═══ Input
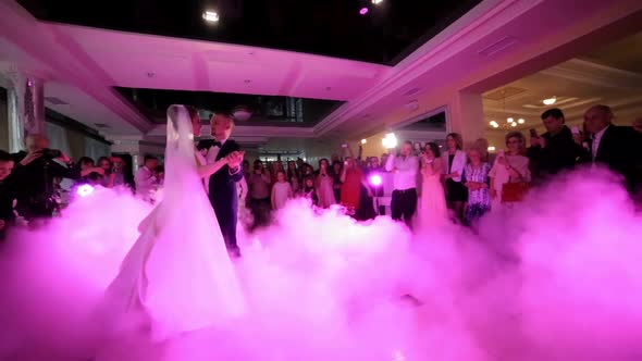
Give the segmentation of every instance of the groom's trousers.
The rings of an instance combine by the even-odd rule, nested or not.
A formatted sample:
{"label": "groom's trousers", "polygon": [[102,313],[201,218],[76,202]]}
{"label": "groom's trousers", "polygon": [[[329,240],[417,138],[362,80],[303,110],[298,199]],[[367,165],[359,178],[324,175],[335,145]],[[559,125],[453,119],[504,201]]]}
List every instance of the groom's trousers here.
{"label": "groom's trousers", "polygon": [[238,245],[236,244],[236,222],[238,220],[238,204],[233,202],[232,204],[220,204],[212,202],[214,213],[219,220],[219,226],[225,240],[225,247],[229,251],[237,252]]}

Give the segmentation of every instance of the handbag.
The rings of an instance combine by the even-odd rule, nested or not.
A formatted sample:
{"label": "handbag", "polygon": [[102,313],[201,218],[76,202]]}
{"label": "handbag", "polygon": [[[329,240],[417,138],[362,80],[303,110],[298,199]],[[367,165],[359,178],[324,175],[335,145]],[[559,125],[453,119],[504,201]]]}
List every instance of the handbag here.
{"label": "handbag", "polygon": [[529,192],[530,185],[526,182],[505,183],[502,186],[502,203],[521,202]]}

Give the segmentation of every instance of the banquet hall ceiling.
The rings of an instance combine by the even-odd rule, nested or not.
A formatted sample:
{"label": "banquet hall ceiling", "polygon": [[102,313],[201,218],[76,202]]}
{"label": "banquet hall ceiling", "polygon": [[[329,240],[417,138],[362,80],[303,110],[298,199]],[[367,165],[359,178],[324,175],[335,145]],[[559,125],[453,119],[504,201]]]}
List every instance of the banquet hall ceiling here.
{"label": "banquet hall ceiling", "polygon": [[[394,65],[481,0],[20,0],[39,20]],[[361,9],[368,9],[365,15]],[[217,11],[208,24],[201,14]]]}
{"label": "banquet hall ceiling", "polygon": [[[399,122],[424,119],[444,107],[448,114],[458,91],[484,94],[588,53],[595,41],[612,42],[638,33],[642,24],[638,0],[587,2],[581,8],[576,0],[484,0],[464,15],[450,13],[444,23],[450,25],[435,36],[417,30],[406,42],[394,40],[394,50],[381,37],[369,42],[368,33],[359,26],[370,30],[382,26],[378,21],[383,20],[376,20],[380,11],[384,23],[403,38],[416,26],[416,17],[430,23],[432,14],[440,13],[427,13],[421,7],[453,1],[383,0],[378,5],[387,8],[362,1],[361,5],[370,4],[365,16],[371,18],[357,17],[355,24],[342,20],[348,13],[336,9],[359,0],[281,0],[289,8],[266,12],[268,20],[251,14],[267,7],[267,1],[262,5],[249,0],[209,5],[189,1],[158,1],[156,7],[138,0],[0,1],[0,86],[2,76],[16,71],[42,78],[48,109],[100,128],[106,137],[160,137],[163,108],[181,102],[203,113],[229,111],[235,103],[252,108],[257,119],[239,122],[238,136],[356,139]],[[183,7],[172,12],[168,3]],[[231,3],[240,10],[230,8]],[[314,25],[314,16],[304,10],[322,3],[336,9],[321,7],[314,16],[335,16]],[[408,3],[416,4],[417,14],[408,15],[409,29],[404,30],[396,23],[403,17],[396,11],[403,11],[394,9]],[[206,27],[200,12],[207,7],[220,11],[219,24]],[[195,12],[189,21],[186,9]],[[274,16],[285,13],[294,17],[280,25]],[[541,26],[543,18],[546,26]],[[359,21],[371,24],[357,25]],[[287,27],[292,39],[280,38],[279,26]],[[312,29],[322,32],[314,35]],[[209,34],[205,40],[203,34]],[[255,36],[256,41],[243,36]],[[387,49],[385,54],[372,43]],[[410,43],[415,45],[408,48]],[[402,48],[415,50],[405,53]],[[374,53],[378,59],[367,58]],[[396,54],[403,60],[391,62]],[[287,103],[293,101],[301,104],[304,120],[286,124],[291,115],[284,108],[292,108]],[[444,122],[440,120],[439,126]]]}

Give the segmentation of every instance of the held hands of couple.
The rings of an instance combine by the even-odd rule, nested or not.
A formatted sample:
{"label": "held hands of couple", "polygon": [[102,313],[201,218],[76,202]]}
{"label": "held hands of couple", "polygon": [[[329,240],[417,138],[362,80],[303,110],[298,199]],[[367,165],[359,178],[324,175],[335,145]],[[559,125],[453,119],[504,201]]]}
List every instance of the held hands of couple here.
{"label": "held hands of couple", "polygon": [[243,155],[245,155],[244,151],[234,151],[225,157],[225,161],[231,169],[236,169],[243,163]]}

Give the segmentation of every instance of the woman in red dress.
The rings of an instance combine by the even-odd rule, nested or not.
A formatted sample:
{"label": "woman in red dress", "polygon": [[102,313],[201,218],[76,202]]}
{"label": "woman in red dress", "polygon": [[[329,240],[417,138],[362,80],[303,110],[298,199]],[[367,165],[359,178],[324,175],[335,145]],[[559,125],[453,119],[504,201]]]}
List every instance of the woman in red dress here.
{"label": "woman in red dress", "polygon": [[351,157],[345,159],[341,182],[341,204],[348,209],[348,214],[353,214],[359,208],[363,173]]}

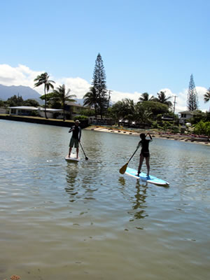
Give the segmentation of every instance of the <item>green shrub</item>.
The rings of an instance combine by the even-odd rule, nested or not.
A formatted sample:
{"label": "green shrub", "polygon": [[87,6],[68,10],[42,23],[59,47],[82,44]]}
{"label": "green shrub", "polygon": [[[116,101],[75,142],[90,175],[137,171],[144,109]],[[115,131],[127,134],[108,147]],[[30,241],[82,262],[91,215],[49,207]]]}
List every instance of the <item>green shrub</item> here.
{"label": "green shrub", "polygon": [[210,122],[200,120],[194,127],[195,134],[204,134],[210,136]]}

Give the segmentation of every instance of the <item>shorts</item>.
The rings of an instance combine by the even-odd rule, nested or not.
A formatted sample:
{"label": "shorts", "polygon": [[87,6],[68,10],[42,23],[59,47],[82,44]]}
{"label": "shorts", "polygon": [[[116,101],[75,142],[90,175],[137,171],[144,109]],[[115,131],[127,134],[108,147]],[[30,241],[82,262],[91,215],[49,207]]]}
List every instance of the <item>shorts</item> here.
{"label": "shorts", "polygon": [[73,148],[74,145],[74,148],[78,148],[78,139],[71,137],[69,143],[69,147]]}
{"label": "shorts", "polygon": [[141,152],[140,155],[142,155],[144,158],[148,158],[150,156],[149,152]]}

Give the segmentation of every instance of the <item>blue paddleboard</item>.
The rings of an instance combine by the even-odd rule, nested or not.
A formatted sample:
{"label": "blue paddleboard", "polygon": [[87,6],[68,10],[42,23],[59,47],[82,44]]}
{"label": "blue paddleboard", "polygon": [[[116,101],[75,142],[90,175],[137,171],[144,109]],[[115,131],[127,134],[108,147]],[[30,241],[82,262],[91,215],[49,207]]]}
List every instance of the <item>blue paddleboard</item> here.
{"label": "blue paddleboard", "polygon": [[169,183],[167,182],[166,181],[159,179],[158,178],[151,175],[148,176],[146,174],[143,172],[141,172],[139,176],[136,176],[137,170],[133,169],[132,168],[127,167],[125,174],[127,175],[136,178],[136,179],[141,179],[145,182],[152,183],[155,185],[164,186],[167,186],[169,185]]}
{"label": "blue paddleboard", "polygon": [[76,158],[76,155],[71,154],[70,158],[66,155],[65,160],[66,160],[66,162],[78,162],[80,161],[80,158]]}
══════
What to work on: Reproduce the lines word for word, starting at the one holding "Give the segmentation of every instance of the <item>green" and ending at the final line of the material above.

Reply:
Give the segmentation of every instance of the <item>green shrub</item>.
The rings of an instance combine by the even-odd rule, nested or not.
A formatted sample:
{"label": "green shrub", "polygon": [[87,6],[68,10],[42,23],[59,47],[82,44]]}
{"label": "green shrub", "polygon": [[[116,101],[75,142],[90,175],[137,171],[144,109]],[[115,131],[127,134],[108,147]],[[30,241],[82,262],[91,215],[49,207]]]}
List every instance of the <item>green shrub</item> here.
{"label": "green shrub", "polygon": [[210,122],[200,120],[194,127],[195,134],[204,134],[210,136]]}

Give the segmentation of every instance of the <item>shorts</item>.
The rings of an instance combine by the even-odd rule, nested or not.
A formatted sample:
{"label": "shorts", "polygon": [[87,6],[68,10],[42,23],[59,47],[82,44]]}
{"label": "shorts", "polygon": [[[116,101],[75,142],[90,175],[137,171],[144,109]],[[115,131],[127,134],[108,147]],[[30,241],[82,262],[91,215],[49,207]]]}
List every instance of the <item>shorts</item> here.
{"label": "shorts", "polygon": [[73,148],[74,145],[74,148],[78,148],[78,139],[71,137],[69,143],[69,147]]}
{"label": "shorts", "polygon": [[141,152],[140,155],[142,155],[144,158],[148,158],[150,156],[149,152]]}

Give the segmentation of every instance of the <item>blue paddleboard</item>.
The rings of an instance combine by the even-odd rule, nested or not.
A formatted sample:
{"label": "blue paddleboard", "polygon": [[87,6],[68,10],[42,23],[59,47],[82,44]]}
{"label": "blue paddleboard", "polygon": [[[116,101],[75,142],[90,175],[137,171],[144,109]],[[115,131],[127,134],[108,147]],[[30,241],[82,262],[91,215],[49,207]]]}
List every instance of the <item>blue paddleboard</item> here.
{"label": "blue paddleboard", "polygon": [[169,183],[167,182],[166,181],[159,179],[158,178],[151,175],[148,176],[146,174],[143,172],[141,172],[139,176],[136,176],[137,170],[133,169],[132,168],[127,167],[125,174],[127,175],[136,178],[136,179],[141,179],[145,182],[152,183],[155,185],[164,186],[167,186],[169,185]]}
{"label": "blue paddleboard", "polygon": [[76,158],[76,155],[71,154],[70,158],[66,155],[65,160],[66,160],[66,162],[78,162],[80,161],[80,158]]}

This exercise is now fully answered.